▶ [Supplied data]:

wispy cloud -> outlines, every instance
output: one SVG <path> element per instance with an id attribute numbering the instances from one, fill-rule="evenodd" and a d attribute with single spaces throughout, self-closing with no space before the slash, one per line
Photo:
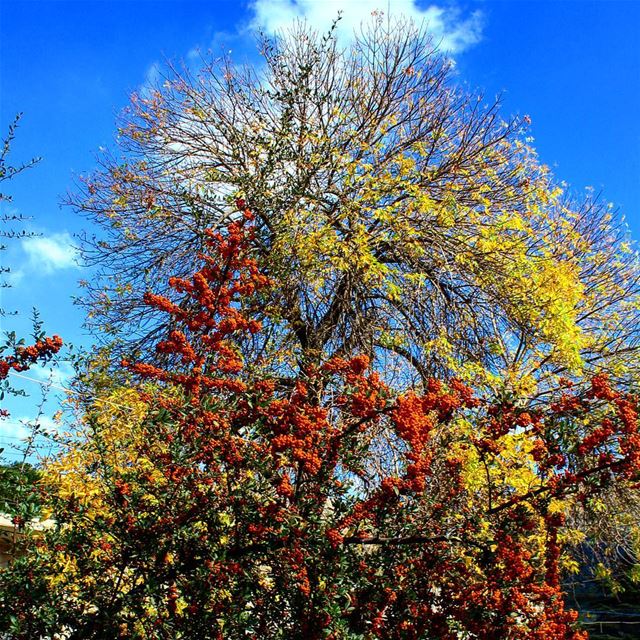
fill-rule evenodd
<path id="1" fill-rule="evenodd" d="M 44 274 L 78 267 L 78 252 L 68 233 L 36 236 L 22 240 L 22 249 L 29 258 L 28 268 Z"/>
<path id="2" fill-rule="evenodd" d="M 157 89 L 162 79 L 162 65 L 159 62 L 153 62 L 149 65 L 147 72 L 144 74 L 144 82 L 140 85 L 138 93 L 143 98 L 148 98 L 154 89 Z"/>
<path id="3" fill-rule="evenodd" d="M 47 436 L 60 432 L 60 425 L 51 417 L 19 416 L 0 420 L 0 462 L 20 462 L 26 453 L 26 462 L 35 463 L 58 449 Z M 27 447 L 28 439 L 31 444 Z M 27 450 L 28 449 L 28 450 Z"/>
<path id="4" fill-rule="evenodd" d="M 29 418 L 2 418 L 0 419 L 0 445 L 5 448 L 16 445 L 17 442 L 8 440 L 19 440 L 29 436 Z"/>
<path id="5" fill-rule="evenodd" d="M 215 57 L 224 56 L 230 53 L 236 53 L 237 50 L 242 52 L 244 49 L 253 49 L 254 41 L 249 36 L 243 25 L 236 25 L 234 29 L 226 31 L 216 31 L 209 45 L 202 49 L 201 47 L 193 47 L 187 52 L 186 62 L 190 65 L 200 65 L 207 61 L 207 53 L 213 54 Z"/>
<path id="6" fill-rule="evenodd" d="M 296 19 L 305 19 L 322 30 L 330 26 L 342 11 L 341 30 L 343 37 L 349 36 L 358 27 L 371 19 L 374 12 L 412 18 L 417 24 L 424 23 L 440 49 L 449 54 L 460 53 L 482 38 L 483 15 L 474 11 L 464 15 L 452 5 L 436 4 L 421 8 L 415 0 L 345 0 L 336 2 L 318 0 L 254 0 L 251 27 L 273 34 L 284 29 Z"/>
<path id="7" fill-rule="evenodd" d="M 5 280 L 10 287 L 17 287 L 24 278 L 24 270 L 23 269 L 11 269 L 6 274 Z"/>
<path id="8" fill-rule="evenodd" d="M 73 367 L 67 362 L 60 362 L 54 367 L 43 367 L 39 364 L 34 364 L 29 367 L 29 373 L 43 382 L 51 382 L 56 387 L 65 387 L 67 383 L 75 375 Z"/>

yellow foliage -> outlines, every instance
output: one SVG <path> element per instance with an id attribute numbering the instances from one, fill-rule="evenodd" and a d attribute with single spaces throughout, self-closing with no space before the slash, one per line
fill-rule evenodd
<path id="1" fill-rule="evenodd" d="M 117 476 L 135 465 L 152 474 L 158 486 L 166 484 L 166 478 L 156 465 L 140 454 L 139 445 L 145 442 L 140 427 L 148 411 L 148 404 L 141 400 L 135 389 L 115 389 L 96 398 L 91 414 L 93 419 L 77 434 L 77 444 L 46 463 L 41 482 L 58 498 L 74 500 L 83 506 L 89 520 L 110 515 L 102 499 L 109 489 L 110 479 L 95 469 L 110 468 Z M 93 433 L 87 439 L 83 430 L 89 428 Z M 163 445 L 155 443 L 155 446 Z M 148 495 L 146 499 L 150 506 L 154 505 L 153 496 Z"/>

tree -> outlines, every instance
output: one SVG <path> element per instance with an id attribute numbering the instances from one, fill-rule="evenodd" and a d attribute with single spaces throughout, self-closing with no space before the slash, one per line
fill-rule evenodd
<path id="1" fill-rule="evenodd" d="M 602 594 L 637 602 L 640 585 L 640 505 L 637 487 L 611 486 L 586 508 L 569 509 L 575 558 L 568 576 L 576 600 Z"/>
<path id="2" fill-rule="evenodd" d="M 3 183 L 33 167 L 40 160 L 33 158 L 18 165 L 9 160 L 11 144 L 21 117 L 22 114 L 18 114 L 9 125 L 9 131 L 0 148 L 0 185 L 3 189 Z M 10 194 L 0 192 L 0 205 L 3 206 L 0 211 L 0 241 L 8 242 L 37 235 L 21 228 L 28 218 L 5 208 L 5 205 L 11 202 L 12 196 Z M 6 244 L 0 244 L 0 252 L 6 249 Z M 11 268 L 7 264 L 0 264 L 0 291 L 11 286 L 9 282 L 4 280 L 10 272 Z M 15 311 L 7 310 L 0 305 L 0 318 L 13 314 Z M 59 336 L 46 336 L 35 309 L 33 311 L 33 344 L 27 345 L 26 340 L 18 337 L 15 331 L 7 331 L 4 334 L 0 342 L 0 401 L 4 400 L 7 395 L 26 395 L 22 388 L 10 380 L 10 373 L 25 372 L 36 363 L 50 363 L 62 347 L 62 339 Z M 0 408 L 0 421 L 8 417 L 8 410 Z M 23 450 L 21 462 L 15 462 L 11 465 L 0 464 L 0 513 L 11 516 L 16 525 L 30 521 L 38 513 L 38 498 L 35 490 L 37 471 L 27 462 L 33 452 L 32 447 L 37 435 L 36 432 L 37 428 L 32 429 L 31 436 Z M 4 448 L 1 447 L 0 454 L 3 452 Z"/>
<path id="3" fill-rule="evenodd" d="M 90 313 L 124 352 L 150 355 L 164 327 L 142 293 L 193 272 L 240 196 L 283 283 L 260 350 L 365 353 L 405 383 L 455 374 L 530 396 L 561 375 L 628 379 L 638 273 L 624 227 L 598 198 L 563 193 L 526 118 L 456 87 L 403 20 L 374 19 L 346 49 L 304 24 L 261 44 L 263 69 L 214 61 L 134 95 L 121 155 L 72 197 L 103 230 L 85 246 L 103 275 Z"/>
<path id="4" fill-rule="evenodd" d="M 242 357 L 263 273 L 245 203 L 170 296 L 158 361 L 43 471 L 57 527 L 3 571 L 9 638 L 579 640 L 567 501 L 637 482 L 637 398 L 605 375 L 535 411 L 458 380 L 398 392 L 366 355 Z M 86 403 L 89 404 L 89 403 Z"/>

▶ [Task goal]: Return a copy of each line in the records above that has "outlines" in it.

▶ [Answer]:
wispy cloud -> outlines, every instance
yellow foliage -> outlines, every instance
tree -> outlines, every instance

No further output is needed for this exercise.